*WORK ORDER*
Every line of the data below should be repeated exactly, and no picture should be copied.

*DATA EXCERPTS*
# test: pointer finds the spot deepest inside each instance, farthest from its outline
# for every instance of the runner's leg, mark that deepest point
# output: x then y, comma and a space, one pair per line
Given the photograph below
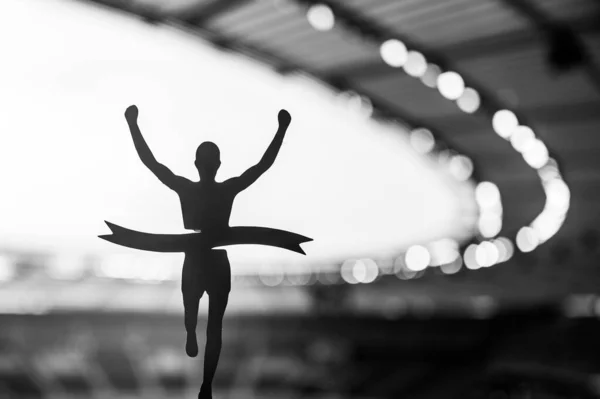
192, 290
218, 297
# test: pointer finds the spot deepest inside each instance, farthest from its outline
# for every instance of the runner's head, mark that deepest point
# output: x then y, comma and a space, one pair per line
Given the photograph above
208, 160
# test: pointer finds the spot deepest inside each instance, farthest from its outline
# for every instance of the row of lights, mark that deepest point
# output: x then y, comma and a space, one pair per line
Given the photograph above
505, 123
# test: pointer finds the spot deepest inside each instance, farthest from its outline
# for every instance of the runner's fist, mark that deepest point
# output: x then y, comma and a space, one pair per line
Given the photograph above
131, 113
284, 118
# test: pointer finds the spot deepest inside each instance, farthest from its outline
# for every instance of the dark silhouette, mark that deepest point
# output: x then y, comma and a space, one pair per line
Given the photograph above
206, 208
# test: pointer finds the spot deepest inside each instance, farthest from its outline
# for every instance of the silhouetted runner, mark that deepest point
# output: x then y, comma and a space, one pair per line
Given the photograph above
206, 207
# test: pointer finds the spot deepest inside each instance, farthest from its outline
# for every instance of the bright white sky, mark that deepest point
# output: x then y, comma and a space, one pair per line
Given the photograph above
68, 163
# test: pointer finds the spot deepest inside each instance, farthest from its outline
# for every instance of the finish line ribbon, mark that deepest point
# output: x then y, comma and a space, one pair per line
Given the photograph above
186, 242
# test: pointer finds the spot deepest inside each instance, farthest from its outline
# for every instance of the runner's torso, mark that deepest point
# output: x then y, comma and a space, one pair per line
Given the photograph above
206, 206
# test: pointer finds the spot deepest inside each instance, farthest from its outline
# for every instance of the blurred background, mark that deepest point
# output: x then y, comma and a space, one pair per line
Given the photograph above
443, 155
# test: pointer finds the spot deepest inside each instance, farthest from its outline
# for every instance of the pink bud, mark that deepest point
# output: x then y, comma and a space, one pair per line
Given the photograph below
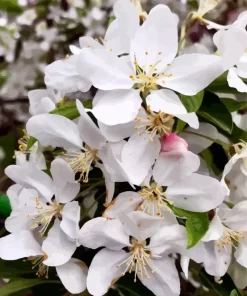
172, 142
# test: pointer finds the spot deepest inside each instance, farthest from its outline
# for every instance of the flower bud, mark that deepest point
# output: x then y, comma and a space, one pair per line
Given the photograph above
172, 142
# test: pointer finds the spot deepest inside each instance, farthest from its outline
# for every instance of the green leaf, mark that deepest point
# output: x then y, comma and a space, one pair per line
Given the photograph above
234, 293
196, 225
5, 208
13, 269
11, 6
233, 105
192, 103
214, 111
16, 285
224, 289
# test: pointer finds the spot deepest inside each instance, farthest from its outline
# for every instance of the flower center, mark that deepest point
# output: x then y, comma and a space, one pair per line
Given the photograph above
146, 77
37, 261
44, 215
81, 162
155, 123
230, 237
139, 261
154, 199
239, 147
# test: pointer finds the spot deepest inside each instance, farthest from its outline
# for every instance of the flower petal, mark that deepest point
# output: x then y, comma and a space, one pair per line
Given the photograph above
89, 132
141, 225
196, 143
57, 246
63, 76
235, 81
190, 73
104, 70
117, 106
104, 271
197, 193
19, 245
171, 167
70, 222
73, 275
30, 177
125, 202
54, 130
150, 46
138, 155
100, 232
165, 279
167, 101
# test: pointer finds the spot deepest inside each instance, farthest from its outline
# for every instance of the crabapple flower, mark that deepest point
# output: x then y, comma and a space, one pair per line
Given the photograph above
227, 232
151, 64
24, 244
147, 260
241, 157
43, 100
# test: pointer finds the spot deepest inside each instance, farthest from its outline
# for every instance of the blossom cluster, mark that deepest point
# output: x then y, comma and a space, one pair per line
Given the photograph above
137, 139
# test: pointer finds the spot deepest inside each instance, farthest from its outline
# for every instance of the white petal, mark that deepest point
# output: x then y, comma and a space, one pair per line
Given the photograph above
192, 72
231, 45
197, 193
166, 101
117, 106
141, 225
165, 279
241, 255
138, 155
19, 245
171, 167
168, 239
150, 45
190, 118
13, 193
54, 130
235, 81
57, 246
63, 76
215, 230
217, 260
73, 275
100, 232
118, 132
104, 271
70, 223
66, 188
120, 31
40, 101
30, 177
125, 202
104, 70
87, 41
196, 143
89, 132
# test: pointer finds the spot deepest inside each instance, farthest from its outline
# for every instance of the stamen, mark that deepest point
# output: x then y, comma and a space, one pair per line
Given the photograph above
138, 262
155, 123
44, 215
81, 162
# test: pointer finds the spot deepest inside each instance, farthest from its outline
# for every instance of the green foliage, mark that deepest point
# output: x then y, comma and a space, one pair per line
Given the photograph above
11, 6
226, 288
192, 103
197, 225
215, 112
5, 208
16, 285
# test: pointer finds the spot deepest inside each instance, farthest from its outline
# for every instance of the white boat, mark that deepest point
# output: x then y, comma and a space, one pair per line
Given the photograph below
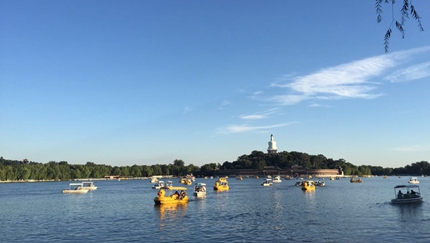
200, 190
277, 179
268, 182
413, 180
89, 185
410, 194
75, 188
161, 184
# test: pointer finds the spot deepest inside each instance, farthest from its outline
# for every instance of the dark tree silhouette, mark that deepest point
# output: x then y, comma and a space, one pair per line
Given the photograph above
408, 9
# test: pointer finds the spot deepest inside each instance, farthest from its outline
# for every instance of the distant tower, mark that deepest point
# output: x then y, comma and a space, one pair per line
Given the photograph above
272, 146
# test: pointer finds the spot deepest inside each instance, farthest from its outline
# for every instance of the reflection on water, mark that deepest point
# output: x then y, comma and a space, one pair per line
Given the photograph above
408, 211
248, 212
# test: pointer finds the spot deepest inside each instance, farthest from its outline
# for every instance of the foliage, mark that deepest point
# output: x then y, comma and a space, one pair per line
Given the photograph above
408, 9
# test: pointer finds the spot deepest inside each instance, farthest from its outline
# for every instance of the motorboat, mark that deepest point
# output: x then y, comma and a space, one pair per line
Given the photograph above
412, 195
200, 190
320, 183
356, 180
89, 185
277, 179
171, 195
413, 180
308, 185
221, 184
267, 182
75, 188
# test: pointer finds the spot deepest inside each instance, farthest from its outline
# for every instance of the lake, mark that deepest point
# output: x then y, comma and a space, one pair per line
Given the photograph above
124, 211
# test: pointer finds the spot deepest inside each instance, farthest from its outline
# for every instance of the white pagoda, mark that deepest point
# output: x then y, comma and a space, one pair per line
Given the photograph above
272, 146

*RESULT OF THIS TASK*
# test: pointer finds the spot deepest inside each instance, farthest from its outline
# for every instance of the runner's leg, mark that deepest point
# output: x then y, comma and a space, one pair per line
Given the photograph below
192, 290
218, 297
# test: pointer finds the spot deepest inside each instance, farthest from its outline
# for every instance of the runner's head, mark that deepest point
# output: x then y, comma and a space, one pair per line
Given the photograph above
208, 160
# test: pointer finds the spot deepest inside each instance, farthest from its outline
# for every instance of the row of lights, mark that deepest point
# output: x then y, comma and a space, one pair per line
Given the photograph above
505, 123
# test: pointer finds the spot deepest inside each instance, farthest from its outline
# for every instance of the runner's fist, mark that deepest point
# output: x then y, comma and a space, one pair per line
Given the photograph above
131, 113
284, 118
# test: pointer finds the spot deepest inside each instance, farthest from its outline
# for every instance of the dark silhouette, mark that deepest point
# output: x then y, comma and a space, one pair per line
Given the photograph above
206, 208
# test: pointer finds the spot deepest inside each instance, farthest from its outline
# for every instance of the silhouetted runner, mark that deepest point
# output: x then y, comma and a space, one pair per line
Given the photograph above
206, 207
# test: pointer finds the spot deepest inside each instance, farthest from its outline
# for every instance of the bright white sky, mark that deepest point
# output: x then y, comma and a space, one pair per line
Given the photograph above
68, 163
# test: pointer finds the spot deepest inside each instance, farthest from its outline
# for every instance of the finish line ribbon, mark that deepest point
# output: x then y, comma and a space, one pair per line
Given the photograph above
186, 242
# test: pointer finds the spot deepest inside each instance, farthest from its outline
# for every instance of the runner's torso, mark that deepest point
# output: x then y, comma and a space, one pair per line
Given the photograph above
206, 206
# test: pointer finds the spot deepest inside each instance, farthest from its outline
# for every instance of the blurred background, mark that deepest point
# output: x then y, comma and a space, one pair per line
Given the photograph above
443, 155
# test: pointer finds the spot deepest inside each instance, farthest from its outline
# for every instance of the pink bud, mark that deepest point
# output: x then y, comma and a space, one pair per line
Given the photograph below
172, 142
# test: pointer finds the spot deepest inside each instance, farthest from its outline
# for every instance of the flower bud, mark that deepest point
# output: x then y, comma and a space, one pair per line
Given the photograph above
172, 142
# test: pointer finds the spot deepest inside each instance, farthest from its outline
# for every instance of the green leaf, mark that deepest point
# output: x then y, comma and a space, one pair per line
Given the photograph above
234, 293
196, 225
5, 208
13, 269
11, 6
233, 105
192, 103
214, 111
16, 285
224, 289
# test: pointer finds the spot deepest inside each instance, farthest from its outline
# for every instance of the flower center, mark that deepest point
# output: x then y, comma and a space, one pair per line
Given the photograph above
146, 77
37, 261
44, 215
81, 162
155, 123
230, 237
139, 261
154, 199
239, 147
# test: pointer finds the spot deepest inside each instance, farthest from its outline
# for every instance of the flower petal, mark that deepest point
# output: x then y, comma and a space, one pair per line
Given the photograph above
89, 132
141, 225
196, 143
57, 246
63, 76
235, 81
190, 73
104, 70
117, 106
104, 271
197, 193
19, 245
171, 167
70, 222
73, 275
30, 177
125, 202
54, 130
150, 46
138, 155
100, 232
165, 279
167, 101
# test: pointer finds the spot deepest inside each instance, farthest from its outline
# for every instance of the crabapple flower, mark that deepest point
# output: x then y, comma and a space, one pair per line
Given the photograph above
227, 232
151, 64
24, 244
147, 260
241, 157
43, 100
# test: pointer finds the spot deepest inside each instance, farthest from its outline
# for every instance of the blossom cluster, mark that deepest point
# output: x then y, comma and a space, one pair per line
Given the photograph above
137, 139
# test: pointer finds the spot deepest inside each instance, farthest from its outline
# for every instance of the white petal, mark that deepest point
# output: x then y, comma and a space, one pair per line
Given the photograph above
192, 72
231, 45
197, 193
166, 101
117, 106
141, 225
165, 279
241, 255
138, 155
19, 245
171, 167
168, 239
150, 45
190, 118
13, 193
54, 130
235, 81
57, 246
63, 76
215, 230
217, 260
73, 275
100, 232
118, 132
104, 271
70, 223
66, 188
120, 31
40, 101
30, 177
125, 202
104, 70
87, 41
196, 143
89, 132
# test: pointer finds the spot deepest inside each instance, farthest from its outline
# for every instance of the stamen, mark that deepest point
# output: x then y, comma and a space, one pair per line
Given the photograph above
138, 262
155, 123
44, 215
81, 162
# test: pointer finds the spot deepest inside each instance, farthest from its outline
# for every instance of the green foliage, mark that deepest point
# output: x then y, comma and a space, one pair per line
Given the photograph above
11, 6
226, 288
192, 103
197, 225
215, 112
5, 208
16, 285
# test: pointer finds the spot deepest inside each instance, farthest from its outline
# for every instance of the white boat, mark that deepest point
# output: x then y, comma and a space, one pair per line
Given the photograph below
200, 190
277, 179
268, 182
413, 180
89, 185
410, 194
75, 188
161, 184
# test: pointer finds the spot deepest inside each instance, farthest from its outline
# for every instance of the dark tree silhouette, mark that deepest point
# output: x then y, comma and a space, one pair per line
Given the photograph above
408, 9
# test: pointer finds the spot deepest inside each instance, farthest from its outline
# for every instance of the distant tower, mark that deepest point
# output: x then y, comma and a space, one pair per line
Given the photograph above
272, 146
# test: pointer finds the spot deepest inside each instance, farthest from its outline
# for every instance of the reflection on water, mark that deepest point
# output: x then y, comma and a space, one pair per line
Given the photograph above
408, 211
248, 212
# test: pointer finds the spot deepest inside each instance, farthest from its outline
# for every instance of the foliage, mark that deepest point
# output: x then y, comma and a space, one pair per line
Given the photograph above
408, 9
# test: pointer finds the spot deepest inside each instance, farthest from its outline
# for every instance of the motorboat, mark that deepest point
# output: x then y, comma and a space, one pair per line
Given the photograph above
412, 195
200, 190
320, 183
356, 180
89, 185
277, 179
171, 195
413, 180
308, 185
221, 184
267, 182
75, 188
# test: pointer finds the spot deepest inside each instance, farthest from its outline
# for every instance of the lake, mark that deepest point
# output: x then y, comma and a space, one pair per line
Given the photograph above
124, 211
# test: pointer finds the spot deepest inside each instance, farthest from its outline
# for every instance of the white pagoda, mark that deepest point
# output: x then y, comma and a space, one pair per line
Given the photograph above
272, 146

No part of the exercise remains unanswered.